Excerpt from a dataset
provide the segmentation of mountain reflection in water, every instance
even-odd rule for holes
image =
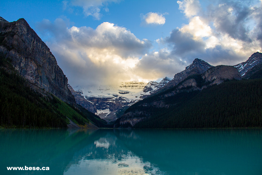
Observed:
[[[3,174],[262,174],[261,129],[0,130]],[[50,170],[7,170],[8,166]]]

• _WHAT IS BEING ASKED_: Rewrite the data above, replacing "Observed" with "Detected" and leaving everything else unchanged. Omit the pictures from the rewritten version.

• _RESPONSE TO THIS EXERCISE_:
provide the segmentation of mountain reflection in water, every instance
even-odd rule for holes
image =
Detected:
[[[3,174],[262,174],[261,129],[0,130]],[[50,170],[7,170],[8,166]]]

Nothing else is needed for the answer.